EXERCISE:
Show every line of the records below that contains the word "JSON".

— start THE RECORDS —

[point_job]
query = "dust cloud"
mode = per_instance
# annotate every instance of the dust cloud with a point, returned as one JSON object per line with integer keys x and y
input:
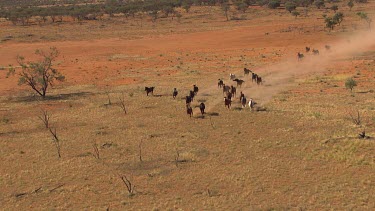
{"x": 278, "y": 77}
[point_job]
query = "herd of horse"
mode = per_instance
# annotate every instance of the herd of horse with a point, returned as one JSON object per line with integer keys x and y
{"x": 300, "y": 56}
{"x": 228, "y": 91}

— end THE RECORDS —
— start THE RECORDS —

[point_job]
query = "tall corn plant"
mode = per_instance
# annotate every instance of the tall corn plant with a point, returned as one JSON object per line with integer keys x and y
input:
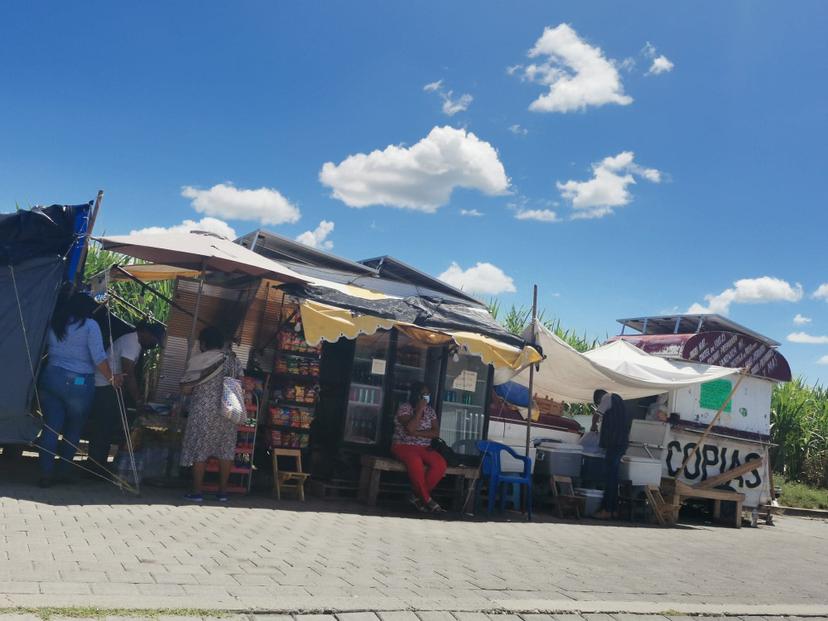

— end THE RECORDS —

TASK ANSWER:
# annotate every instance of the dust cloud with a point, returned as one JSON object per line with integer keys x and y
# annotate every instance of the herd of horse with a point, returned as one JSON object per line with integer keys x and y
# annotate every instance of the tall corn plant with a point, returned as one JSON object per line with integer keys x and y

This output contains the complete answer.